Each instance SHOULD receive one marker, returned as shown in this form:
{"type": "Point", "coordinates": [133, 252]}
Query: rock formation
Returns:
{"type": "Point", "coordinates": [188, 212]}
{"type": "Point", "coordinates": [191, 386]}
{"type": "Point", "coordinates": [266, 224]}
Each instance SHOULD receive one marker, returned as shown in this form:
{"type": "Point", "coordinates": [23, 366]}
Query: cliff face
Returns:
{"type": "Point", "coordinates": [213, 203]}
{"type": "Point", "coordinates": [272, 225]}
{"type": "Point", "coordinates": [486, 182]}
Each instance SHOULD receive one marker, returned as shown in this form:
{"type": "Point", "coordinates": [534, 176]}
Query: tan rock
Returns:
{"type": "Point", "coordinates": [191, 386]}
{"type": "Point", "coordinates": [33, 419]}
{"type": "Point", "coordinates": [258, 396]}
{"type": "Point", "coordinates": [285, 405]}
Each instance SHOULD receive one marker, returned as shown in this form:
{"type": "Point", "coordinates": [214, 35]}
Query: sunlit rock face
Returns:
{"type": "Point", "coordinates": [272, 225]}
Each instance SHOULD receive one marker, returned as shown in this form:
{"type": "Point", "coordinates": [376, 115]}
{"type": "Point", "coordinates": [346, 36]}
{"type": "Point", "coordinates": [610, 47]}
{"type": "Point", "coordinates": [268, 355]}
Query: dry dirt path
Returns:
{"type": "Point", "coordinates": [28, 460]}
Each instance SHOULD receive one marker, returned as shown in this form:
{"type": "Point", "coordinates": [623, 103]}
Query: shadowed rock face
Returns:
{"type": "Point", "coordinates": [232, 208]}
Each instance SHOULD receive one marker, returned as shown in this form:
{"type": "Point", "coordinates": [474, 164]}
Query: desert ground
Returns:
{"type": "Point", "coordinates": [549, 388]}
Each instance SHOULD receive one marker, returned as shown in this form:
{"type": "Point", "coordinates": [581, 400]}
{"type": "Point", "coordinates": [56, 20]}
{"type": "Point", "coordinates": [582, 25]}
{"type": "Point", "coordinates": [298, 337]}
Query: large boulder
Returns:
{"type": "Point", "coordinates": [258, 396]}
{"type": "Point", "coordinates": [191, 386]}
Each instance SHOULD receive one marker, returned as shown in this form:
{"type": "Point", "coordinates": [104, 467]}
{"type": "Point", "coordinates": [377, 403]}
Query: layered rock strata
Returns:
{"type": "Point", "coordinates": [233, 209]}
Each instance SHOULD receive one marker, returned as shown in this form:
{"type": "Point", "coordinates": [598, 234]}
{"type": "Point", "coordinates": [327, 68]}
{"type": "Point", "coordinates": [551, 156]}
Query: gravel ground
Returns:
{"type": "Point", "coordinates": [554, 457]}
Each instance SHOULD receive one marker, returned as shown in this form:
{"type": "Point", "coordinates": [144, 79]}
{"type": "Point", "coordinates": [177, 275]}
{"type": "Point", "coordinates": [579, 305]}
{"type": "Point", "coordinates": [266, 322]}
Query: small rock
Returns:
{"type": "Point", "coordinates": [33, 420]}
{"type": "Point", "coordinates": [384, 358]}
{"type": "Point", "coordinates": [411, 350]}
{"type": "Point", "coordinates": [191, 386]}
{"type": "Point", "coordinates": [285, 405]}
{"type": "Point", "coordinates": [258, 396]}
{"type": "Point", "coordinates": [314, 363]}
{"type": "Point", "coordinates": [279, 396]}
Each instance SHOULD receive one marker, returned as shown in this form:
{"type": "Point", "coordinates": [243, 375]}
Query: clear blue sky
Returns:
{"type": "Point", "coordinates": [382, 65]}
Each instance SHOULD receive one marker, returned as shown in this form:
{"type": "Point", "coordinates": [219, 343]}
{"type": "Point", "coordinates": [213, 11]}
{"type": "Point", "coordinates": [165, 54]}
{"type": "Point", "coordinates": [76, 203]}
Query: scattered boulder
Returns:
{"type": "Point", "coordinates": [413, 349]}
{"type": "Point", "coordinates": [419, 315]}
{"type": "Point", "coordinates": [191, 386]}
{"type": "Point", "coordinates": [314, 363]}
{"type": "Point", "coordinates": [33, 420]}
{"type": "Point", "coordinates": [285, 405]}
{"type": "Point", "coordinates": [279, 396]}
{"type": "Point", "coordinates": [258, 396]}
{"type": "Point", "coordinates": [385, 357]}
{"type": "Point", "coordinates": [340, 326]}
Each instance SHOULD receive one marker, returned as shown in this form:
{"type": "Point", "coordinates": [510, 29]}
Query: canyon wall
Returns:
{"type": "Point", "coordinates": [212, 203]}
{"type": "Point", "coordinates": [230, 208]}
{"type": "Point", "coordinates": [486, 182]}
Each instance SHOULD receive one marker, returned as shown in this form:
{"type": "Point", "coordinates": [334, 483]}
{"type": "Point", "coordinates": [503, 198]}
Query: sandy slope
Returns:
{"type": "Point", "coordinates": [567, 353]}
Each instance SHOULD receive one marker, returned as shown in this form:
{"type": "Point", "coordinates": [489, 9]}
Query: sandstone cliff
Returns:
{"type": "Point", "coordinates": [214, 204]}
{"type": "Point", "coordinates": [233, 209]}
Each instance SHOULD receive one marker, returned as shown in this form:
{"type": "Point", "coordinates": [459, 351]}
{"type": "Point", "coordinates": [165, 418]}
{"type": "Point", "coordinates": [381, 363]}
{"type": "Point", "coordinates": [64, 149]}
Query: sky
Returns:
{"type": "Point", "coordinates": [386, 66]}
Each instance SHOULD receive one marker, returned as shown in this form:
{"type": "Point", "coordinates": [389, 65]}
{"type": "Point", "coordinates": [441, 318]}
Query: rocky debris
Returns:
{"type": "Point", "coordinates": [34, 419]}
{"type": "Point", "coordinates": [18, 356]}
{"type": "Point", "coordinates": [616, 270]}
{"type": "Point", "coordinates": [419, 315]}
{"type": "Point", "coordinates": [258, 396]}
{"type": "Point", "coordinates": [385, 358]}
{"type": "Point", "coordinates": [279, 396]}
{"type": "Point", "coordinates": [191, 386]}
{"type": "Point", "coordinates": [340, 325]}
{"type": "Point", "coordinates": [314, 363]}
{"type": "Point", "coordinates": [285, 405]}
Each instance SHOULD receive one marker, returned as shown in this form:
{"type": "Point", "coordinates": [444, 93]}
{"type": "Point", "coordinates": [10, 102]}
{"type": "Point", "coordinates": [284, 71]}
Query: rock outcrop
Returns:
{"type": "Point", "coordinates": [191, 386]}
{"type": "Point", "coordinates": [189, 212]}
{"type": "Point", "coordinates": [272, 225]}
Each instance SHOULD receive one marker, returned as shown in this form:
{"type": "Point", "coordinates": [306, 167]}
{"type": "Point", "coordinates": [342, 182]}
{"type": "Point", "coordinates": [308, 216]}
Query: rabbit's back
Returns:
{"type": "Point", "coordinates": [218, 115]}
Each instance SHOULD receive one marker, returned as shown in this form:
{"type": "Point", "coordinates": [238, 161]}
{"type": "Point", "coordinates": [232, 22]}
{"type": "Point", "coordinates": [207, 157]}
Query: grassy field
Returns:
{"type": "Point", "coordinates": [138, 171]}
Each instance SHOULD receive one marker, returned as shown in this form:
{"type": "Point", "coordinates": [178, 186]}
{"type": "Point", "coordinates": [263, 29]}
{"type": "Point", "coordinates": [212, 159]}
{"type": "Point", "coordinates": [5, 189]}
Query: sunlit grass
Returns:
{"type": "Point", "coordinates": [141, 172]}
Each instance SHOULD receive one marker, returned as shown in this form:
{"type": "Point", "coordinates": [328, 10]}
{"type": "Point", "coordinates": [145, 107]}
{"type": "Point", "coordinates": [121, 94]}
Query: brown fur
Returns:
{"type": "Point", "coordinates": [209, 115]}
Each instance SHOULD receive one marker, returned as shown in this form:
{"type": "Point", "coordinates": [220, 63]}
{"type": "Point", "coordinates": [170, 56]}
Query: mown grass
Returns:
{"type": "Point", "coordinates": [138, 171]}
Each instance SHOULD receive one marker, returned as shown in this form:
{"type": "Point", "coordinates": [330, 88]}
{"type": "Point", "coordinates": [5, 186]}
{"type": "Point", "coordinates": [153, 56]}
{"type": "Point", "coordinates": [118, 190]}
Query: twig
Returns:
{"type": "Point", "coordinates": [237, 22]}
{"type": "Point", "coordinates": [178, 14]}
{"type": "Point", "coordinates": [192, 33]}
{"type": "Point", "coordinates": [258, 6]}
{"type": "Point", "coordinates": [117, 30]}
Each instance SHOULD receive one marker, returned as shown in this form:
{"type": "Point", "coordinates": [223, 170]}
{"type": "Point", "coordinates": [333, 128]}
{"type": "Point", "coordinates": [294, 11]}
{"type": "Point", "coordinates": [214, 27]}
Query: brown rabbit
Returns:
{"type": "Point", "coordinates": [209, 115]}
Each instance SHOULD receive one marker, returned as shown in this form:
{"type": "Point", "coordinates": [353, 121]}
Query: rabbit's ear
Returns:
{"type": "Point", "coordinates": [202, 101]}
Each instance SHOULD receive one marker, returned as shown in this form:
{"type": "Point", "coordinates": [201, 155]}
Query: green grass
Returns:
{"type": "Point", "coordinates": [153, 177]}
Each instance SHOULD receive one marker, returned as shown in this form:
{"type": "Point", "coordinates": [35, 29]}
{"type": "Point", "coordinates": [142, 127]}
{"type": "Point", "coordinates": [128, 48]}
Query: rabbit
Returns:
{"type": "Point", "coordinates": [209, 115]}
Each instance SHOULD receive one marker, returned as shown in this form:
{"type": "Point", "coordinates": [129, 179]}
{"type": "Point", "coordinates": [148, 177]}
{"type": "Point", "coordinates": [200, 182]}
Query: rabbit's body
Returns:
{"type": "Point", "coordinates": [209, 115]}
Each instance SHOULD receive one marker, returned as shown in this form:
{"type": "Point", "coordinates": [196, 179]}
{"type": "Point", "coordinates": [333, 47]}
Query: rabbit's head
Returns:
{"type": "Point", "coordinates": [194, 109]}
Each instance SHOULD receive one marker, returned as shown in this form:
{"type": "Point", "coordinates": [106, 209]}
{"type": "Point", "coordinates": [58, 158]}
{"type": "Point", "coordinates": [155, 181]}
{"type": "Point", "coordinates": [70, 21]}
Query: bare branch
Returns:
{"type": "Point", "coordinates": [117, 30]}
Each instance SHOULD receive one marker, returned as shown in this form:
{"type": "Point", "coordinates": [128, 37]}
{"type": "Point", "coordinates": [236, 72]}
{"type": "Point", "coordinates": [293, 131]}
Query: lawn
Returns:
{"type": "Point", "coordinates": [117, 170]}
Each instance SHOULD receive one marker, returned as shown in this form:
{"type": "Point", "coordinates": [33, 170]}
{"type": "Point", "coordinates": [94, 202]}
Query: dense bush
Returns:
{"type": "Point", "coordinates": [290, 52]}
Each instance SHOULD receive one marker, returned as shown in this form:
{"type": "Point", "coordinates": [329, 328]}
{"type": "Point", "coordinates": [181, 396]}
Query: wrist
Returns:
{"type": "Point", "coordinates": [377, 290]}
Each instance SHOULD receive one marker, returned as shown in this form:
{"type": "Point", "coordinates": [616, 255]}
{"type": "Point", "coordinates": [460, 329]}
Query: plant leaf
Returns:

• _DESCRIPTION OF THE TASK_
Pull out every line in the records above that contains the string "face", and copy each of those lines in full.

• _WRITTEN RESPONSE_
Query: cliff face
Query: sunlit rock face
Query: shadowed rock face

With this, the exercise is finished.